**QUOTED PASSAGE:**
>> begin

# Orca or Opal



## r1levy (Jun 12, 2006)

I'm considering either an Orca or an Opal but aside from the difference in looks what are the other differences. I know that the carbon materials used in the bikes are different but I don't know how that translates to stiffness, ride quality, etc.
I'm 6'1", 185 lbs. and am coming off a Cannondale Caad 5 which is a GREAT bike but beats me to death on long rides. 
The other bike I'm considering is the Specialized Roubaix because of it's more relaxed geometry. Not sure how the Orbea geometry compares.
Any help is greatly appreciated. I'm a long time rider but don't know much about the finer differences between bikes.


----------



## jmess (Aug 24, 2006)

I haven't ridden an Opal but others have said it has a stiffer frame than the Orca. 

I have an 04 Roubaix and my 07 Orca feels more sporty and the Roubaix feels more like a cruiser. I have ridden both 100 miles and my body likes the Roubaix but the brain loves the more direct feel of the Orca. So the brain usually wins and I ride the Orca even though I know I will be feeling the road chatter more after 70 miles on the Orca.

As they say you need to ride all three bikes and see which one suits you the best.


----------



## plag (Apr 30, 2007)

My first bike was a CAA5 and yes you do take a beating, I currently have a 06 Orca which I love, very smooth yet very responsive. I upgraded to some carbon wheels so those helop absorb the road pretty well. I agree with jmess, the Opal is stiffer thats why they were used in the TDF prior to 07.


----------



## rollinrob (Dec 8, 2002)

>> end

(Stored items from a collection)
>> begin

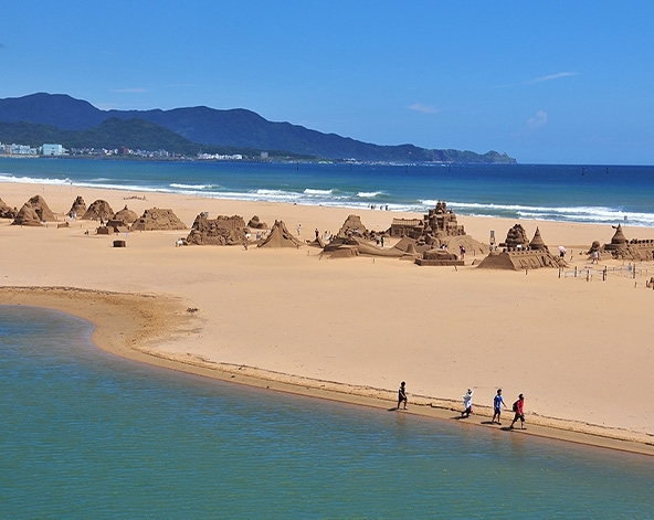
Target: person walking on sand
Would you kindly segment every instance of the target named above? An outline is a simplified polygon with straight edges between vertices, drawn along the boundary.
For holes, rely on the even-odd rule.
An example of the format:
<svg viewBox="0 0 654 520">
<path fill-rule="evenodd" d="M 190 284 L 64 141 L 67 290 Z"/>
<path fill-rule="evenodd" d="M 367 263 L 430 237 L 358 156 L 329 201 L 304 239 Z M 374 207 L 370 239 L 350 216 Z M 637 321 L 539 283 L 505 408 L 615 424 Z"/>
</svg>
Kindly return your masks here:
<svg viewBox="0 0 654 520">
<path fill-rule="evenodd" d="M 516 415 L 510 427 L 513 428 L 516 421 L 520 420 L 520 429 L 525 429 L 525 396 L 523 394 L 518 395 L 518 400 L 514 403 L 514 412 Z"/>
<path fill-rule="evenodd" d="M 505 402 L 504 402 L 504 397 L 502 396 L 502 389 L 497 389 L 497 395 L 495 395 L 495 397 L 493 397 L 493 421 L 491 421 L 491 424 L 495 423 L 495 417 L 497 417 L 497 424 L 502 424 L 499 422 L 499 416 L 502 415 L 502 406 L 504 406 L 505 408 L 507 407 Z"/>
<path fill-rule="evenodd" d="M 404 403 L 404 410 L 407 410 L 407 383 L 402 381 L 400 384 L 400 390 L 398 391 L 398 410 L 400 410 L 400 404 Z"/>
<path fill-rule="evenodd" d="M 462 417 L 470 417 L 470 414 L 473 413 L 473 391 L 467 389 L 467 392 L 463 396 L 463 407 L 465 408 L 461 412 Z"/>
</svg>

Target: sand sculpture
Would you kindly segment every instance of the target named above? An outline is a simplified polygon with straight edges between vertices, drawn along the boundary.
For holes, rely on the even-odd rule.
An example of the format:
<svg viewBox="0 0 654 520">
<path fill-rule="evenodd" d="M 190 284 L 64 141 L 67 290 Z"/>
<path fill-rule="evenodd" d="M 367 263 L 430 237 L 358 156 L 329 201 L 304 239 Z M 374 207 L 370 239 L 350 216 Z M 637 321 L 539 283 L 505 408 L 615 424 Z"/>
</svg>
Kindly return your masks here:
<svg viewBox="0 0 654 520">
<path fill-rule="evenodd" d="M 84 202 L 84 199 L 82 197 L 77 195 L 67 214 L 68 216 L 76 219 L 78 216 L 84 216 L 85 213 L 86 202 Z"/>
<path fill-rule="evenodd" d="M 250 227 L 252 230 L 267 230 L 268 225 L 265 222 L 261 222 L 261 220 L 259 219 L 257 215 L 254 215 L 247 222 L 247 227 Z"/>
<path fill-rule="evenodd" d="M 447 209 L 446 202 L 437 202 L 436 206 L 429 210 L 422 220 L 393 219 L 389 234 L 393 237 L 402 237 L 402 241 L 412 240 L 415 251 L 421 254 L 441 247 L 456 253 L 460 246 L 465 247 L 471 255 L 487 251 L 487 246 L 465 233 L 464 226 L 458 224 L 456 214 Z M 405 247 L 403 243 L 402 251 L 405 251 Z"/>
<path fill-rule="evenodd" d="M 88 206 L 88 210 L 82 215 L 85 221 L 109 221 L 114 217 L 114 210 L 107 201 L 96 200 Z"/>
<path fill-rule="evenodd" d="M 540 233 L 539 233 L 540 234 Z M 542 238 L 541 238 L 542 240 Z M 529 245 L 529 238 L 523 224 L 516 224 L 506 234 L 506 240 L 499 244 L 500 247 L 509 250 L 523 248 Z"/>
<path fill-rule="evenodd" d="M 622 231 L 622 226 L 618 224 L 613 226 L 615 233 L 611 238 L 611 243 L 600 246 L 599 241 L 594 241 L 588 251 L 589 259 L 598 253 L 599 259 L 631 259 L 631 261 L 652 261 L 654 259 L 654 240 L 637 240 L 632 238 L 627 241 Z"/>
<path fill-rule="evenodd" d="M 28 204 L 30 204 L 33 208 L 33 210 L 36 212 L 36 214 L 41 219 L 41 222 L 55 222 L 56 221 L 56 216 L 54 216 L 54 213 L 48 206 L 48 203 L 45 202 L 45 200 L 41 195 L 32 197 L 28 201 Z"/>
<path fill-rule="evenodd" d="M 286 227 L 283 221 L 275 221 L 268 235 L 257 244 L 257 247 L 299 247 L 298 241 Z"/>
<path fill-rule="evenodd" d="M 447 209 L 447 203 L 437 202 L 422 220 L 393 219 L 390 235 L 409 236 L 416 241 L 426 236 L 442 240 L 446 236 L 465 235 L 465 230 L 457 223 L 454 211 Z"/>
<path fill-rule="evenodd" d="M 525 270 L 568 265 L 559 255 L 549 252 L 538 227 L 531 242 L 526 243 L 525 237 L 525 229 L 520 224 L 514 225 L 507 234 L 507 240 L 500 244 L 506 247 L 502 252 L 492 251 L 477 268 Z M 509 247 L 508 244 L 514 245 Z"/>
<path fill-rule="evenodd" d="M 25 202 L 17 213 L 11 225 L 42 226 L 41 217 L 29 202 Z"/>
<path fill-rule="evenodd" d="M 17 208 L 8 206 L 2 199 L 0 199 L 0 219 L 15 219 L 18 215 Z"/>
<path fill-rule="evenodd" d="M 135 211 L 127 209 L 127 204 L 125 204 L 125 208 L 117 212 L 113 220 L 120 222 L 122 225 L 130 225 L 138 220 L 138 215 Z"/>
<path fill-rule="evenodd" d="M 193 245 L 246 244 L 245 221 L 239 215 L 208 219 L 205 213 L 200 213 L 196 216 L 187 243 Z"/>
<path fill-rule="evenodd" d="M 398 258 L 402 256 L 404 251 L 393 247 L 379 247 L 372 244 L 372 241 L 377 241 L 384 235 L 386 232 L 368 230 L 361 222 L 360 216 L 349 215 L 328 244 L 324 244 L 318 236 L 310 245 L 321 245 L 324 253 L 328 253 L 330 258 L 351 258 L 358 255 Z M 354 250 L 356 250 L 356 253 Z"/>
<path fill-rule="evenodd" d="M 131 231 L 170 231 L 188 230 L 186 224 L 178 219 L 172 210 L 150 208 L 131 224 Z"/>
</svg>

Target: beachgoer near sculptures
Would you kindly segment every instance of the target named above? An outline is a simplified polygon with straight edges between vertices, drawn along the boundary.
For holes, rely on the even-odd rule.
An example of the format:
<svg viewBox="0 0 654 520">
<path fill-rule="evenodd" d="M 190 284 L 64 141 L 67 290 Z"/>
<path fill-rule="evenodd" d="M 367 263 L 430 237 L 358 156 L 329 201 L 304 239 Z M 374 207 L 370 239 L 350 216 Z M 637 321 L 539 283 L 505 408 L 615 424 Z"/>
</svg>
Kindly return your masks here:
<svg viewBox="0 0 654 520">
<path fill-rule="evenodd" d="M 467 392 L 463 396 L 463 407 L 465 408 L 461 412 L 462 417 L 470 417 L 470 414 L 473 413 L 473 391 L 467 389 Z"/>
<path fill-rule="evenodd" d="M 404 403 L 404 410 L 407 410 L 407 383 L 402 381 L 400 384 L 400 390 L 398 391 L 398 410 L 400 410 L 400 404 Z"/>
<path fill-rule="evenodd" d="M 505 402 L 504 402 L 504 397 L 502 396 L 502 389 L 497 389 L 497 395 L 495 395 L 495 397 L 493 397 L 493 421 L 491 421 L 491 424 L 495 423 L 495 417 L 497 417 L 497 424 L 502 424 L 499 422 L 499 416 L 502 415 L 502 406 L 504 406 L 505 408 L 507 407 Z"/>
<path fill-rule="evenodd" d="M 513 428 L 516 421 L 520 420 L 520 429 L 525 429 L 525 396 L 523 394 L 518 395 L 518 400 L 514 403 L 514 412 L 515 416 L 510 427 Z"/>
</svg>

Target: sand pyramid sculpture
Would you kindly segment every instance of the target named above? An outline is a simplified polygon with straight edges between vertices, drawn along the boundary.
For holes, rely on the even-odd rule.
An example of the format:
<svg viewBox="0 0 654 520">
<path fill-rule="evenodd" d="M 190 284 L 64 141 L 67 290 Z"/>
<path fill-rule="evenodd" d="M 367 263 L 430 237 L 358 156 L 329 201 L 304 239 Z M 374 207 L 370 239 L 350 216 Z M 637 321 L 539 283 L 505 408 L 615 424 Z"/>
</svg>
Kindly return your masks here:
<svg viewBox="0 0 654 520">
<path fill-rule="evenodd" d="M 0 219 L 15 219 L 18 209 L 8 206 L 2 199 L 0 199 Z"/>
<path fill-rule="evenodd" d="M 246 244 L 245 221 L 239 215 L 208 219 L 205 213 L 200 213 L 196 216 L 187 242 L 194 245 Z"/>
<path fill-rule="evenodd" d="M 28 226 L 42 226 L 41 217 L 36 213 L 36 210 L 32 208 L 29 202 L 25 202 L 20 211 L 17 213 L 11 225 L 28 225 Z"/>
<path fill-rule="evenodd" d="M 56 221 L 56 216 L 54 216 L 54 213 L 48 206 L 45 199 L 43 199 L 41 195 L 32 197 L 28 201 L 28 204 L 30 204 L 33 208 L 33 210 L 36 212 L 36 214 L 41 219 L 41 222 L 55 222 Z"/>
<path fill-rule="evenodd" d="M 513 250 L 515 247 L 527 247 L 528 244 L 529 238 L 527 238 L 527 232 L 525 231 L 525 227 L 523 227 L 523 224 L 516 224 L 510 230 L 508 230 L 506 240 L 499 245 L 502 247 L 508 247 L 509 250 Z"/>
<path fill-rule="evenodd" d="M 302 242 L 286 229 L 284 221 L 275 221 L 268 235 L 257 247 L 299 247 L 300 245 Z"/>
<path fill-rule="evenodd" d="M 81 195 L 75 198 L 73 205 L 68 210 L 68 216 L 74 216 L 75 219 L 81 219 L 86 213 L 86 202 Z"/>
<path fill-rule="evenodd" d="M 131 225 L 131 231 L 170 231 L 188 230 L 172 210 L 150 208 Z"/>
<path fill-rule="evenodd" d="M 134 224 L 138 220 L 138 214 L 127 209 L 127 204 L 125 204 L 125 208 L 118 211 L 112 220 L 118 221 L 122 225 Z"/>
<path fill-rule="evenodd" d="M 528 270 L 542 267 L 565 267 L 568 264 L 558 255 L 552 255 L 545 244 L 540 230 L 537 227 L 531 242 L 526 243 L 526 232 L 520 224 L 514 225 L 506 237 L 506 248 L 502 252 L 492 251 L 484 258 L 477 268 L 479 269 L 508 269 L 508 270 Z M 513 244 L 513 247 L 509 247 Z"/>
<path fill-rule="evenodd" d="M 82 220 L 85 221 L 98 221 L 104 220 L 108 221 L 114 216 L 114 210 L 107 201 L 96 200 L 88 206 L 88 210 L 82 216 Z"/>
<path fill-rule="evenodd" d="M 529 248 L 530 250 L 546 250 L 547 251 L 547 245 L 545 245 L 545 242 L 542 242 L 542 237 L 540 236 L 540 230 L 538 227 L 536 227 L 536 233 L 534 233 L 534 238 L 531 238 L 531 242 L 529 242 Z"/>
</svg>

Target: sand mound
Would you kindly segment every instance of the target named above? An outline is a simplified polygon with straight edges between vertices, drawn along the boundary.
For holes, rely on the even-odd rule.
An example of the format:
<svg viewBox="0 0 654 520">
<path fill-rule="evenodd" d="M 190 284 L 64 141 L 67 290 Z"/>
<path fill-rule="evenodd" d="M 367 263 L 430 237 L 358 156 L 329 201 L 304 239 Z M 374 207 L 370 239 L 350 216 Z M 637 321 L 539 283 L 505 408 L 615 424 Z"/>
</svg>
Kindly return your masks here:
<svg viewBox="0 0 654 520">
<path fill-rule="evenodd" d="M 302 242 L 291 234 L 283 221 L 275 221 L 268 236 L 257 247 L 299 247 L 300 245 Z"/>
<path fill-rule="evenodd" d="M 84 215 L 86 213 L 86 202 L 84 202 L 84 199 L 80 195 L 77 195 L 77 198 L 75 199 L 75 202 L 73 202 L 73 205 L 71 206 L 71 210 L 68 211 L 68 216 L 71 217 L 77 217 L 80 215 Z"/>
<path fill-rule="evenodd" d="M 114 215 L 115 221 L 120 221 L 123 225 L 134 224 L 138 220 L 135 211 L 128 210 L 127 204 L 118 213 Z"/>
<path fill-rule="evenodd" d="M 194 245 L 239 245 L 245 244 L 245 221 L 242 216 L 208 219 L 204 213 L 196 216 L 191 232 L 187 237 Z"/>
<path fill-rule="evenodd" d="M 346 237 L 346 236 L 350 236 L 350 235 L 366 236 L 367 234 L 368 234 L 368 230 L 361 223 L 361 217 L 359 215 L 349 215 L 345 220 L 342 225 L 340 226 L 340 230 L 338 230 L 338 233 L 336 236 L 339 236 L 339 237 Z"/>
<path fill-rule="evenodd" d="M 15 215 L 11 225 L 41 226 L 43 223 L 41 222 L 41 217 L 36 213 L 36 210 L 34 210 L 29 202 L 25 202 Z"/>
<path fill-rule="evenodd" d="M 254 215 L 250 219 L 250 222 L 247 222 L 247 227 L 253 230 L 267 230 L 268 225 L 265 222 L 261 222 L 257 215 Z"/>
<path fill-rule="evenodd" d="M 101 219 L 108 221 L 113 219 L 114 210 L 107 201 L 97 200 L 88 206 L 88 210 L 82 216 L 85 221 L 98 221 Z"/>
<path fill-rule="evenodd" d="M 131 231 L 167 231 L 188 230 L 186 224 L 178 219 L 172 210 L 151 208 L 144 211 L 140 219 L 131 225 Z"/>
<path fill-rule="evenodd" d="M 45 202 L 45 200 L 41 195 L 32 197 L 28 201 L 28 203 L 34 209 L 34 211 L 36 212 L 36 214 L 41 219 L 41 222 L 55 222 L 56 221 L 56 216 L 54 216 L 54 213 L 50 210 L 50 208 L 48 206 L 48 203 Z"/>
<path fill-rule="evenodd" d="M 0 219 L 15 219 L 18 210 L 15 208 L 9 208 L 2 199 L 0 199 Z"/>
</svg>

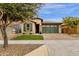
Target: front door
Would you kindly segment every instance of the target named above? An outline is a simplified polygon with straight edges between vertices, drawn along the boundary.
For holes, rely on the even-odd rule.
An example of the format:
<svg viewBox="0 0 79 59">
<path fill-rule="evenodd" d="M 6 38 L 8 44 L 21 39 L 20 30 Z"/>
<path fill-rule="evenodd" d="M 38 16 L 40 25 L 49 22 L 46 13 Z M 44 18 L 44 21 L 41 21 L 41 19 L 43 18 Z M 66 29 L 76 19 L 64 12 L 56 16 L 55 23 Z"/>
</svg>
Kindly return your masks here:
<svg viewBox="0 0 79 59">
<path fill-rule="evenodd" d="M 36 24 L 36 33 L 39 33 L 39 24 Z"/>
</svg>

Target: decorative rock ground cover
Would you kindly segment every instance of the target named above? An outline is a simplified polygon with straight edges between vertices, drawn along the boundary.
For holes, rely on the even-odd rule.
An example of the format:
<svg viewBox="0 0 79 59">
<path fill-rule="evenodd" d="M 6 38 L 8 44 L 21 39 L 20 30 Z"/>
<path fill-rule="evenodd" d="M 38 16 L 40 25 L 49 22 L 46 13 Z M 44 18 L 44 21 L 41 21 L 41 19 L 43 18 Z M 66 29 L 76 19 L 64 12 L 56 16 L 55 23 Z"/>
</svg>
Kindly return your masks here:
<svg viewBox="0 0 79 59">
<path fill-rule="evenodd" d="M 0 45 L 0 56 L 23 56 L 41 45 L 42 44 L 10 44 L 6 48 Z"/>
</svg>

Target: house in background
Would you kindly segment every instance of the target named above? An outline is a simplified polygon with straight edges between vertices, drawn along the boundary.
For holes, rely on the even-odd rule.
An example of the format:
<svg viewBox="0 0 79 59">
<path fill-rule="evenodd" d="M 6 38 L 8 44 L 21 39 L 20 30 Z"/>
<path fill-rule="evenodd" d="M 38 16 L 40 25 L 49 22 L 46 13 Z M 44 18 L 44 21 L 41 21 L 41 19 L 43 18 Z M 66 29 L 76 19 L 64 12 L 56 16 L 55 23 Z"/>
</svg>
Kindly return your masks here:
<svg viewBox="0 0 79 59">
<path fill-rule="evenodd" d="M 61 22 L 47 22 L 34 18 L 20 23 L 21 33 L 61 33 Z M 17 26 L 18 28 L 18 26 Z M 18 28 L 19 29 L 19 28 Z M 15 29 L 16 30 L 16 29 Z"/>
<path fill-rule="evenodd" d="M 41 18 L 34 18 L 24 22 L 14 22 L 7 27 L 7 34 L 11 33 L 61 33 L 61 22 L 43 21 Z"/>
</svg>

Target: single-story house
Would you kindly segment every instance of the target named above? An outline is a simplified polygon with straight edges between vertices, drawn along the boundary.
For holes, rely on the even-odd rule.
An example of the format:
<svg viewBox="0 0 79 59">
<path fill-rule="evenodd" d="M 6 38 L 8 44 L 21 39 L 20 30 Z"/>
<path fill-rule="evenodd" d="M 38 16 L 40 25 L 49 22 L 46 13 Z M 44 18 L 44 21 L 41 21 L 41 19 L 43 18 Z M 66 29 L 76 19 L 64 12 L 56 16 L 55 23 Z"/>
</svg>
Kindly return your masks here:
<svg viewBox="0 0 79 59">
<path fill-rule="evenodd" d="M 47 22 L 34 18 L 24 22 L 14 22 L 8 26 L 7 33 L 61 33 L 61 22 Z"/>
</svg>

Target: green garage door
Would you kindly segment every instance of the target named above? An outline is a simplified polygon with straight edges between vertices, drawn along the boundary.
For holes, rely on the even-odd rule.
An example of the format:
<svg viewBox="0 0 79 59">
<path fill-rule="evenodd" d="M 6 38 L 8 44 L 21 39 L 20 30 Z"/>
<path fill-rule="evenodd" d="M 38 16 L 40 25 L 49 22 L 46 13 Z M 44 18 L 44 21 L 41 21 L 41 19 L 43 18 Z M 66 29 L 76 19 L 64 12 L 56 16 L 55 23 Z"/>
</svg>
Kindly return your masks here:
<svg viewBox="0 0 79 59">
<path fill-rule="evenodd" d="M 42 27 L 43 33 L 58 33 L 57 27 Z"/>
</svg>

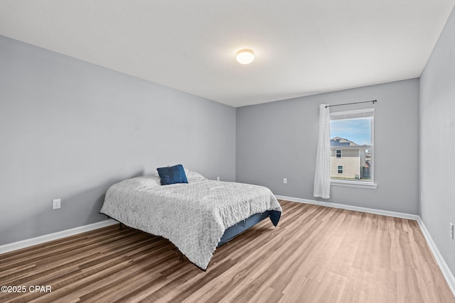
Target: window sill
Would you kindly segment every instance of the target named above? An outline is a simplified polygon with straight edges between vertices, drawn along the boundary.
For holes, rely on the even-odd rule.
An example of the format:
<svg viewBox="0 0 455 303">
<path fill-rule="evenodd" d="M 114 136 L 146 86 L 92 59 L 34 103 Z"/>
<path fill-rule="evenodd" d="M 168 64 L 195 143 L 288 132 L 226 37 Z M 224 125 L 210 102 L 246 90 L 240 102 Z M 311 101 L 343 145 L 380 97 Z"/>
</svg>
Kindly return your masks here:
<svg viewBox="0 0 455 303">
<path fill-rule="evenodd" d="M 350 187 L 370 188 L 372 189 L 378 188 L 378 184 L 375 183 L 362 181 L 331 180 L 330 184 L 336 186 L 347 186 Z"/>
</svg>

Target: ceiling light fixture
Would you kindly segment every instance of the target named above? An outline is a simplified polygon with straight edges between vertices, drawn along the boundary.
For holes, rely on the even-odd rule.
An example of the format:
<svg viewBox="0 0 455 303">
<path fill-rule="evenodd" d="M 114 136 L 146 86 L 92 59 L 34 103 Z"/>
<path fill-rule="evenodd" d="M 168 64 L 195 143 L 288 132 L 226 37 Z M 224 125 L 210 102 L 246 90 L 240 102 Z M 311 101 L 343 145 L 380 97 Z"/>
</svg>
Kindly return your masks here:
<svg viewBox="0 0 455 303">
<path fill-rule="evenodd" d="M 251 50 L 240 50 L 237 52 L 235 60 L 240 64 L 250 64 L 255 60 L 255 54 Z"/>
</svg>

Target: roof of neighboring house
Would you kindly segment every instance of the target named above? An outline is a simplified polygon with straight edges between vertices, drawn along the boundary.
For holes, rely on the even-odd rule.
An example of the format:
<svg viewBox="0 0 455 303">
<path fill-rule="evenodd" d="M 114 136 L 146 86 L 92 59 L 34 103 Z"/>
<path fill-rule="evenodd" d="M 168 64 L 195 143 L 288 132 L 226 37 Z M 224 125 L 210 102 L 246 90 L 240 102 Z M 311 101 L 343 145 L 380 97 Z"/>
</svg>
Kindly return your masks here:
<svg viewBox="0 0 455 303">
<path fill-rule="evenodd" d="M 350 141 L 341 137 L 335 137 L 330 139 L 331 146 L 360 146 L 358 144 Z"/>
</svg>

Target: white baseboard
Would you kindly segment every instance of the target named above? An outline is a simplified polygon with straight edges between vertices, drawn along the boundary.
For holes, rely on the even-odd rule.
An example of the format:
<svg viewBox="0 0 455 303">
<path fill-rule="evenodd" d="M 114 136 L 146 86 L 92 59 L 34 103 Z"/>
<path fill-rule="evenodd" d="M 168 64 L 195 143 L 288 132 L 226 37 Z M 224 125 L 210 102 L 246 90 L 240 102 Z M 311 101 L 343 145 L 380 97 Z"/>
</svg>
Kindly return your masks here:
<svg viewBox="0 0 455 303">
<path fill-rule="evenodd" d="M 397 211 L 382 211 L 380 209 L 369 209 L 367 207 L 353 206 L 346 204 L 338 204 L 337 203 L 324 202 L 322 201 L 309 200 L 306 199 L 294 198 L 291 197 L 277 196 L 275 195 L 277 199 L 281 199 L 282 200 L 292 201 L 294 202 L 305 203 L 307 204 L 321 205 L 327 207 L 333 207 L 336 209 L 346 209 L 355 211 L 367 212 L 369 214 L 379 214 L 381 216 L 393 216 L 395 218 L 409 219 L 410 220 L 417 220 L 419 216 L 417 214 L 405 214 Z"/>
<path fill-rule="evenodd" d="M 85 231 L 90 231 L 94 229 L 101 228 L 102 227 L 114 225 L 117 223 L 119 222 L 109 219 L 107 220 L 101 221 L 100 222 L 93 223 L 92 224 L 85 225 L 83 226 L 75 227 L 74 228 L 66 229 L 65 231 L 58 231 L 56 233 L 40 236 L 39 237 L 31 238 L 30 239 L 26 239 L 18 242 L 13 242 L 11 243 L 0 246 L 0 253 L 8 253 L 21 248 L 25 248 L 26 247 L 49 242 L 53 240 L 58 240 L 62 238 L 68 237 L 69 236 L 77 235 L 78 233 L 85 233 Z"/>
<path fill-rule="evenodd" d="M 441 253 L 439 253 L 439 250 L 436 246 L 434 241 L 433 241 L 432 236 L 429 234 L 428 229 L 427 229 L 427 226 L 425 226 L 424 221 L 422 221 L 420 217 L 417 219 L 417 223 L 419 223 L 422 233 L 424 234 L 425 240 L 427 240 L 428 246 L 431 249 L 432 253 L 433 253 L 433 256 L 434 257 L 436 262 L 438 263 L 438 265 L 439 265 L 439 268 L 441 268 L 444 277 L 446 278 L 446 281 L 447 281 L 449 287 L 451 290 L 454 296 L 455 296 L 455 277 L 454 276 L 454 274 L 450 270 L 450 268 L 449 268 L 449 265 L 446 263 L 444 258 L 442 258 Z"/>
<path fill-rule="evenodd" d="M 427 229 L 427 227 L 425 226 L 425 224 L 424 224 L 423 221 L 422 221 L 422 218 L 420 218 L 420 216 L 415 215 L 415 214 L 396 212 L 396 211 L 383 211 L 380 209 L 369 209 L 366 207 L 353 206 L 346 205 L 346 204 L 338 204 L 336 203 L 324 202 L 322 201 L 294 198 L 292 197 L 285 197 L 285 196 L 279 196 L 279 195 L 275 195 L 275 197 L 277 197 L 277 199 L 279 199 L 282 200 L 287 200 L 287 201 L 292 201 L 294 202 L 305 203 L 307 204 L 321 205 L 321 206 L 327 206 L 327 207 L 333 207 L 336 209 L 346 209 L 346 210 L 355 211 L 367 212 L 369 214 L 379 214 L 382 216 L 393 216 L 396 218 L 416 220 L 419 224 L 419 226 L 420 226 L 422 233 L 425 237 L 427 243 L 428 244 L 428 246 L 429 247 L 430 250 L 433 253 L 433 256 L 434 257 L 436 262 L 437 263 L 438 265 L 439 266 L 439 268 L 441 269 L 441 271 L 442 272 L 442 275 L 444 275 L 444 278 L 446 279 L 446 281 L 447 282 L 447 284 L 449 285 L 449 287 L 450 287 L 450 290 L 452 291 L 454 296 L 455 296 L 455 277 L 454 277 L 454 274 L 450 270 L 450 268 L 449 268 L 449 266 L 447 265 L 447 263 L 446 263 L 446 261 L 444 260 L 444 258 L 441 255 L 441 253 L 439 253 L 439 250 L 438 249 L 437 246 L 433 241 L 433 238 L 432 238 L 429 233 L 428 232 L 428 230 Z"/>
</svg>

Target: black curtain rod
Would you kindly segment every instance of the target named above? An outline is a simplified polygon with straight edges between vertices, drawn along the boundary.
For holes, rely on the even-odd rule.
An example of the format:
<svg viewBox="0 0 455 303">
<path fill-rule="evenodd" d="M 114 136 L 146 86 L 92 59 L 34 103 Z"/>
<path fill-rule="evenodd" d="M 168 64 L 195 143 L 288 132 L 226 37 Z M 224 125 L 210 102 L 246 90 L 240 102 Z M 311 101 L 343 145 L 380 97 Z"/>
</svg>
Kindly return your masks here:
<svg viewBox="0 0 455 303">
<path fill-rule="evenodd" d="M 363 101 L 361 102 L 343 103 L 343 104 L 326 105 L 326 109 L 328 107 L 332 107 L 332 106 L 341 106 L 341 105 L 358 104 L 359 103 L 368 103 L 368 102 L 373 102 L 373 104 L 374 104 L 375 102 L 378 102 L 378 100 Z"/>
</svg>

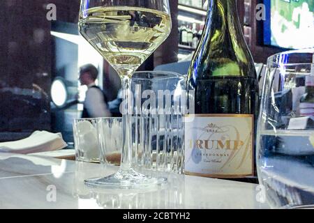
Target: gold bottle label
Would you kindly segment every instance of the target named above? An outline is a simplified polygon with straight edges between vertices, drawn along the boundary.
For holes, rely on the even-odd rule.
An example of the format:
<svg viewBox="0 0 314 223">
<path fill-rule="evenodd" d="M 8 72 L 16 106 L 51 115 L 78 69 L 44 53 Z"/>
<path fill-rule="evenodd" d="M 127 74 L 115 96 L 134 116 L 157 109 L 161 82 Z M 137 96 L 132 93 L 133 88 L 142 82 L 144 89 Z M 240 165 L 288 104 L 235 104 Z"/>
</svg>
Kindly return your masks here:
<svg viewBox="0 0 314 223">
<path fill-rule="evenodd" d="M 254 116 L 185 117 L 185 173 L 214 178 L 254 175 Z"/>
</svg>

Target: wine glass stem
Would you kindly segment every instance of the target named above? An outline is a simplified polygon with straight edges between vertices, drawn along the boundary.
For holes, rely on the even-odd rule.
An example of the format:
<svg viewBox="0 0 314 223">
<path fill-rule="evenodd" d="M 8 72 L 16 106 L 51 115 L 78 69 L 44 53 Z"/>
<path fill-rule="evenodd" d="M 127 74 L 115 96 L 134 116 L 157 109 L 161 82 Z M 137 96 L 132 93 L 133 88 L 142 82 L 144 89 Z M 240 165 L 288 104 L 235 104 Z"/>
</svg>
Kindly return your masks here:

>> end

**DIRECTIONS:**
**a.** In the Orca or Opal thread, which bike is r1levy coming off?
**b.** Swap "cruiser" for "touring bike" in the Orca or Opal thread, starting with "I haven't ridden" and going on through "you the best.".
**c.** List every username that appears as a post heading in the Orca or Opal thread.

**IN RESPONSE:**
**a.** A Cannondale Caad 5.

**b.**
I haven't ridden an Opal but others have said it has a stiffer frame than the Orca. 

I have an 04 Roubaix and my 07 Orca feels more sporty and the Roubaix feels more like a touring bike. I have ridden both 100 miles and my body likes the Roubaix but the brain loves the more direct feel of the Orca. So the brain usually wins and I ride the Orca even though I know I will be feeling the road chatter more after 70 miles on the Orca.

As they say you need to ride all three bikes and see which one suits you the best.

**c.** r1levy, jmess, plag, rollinrob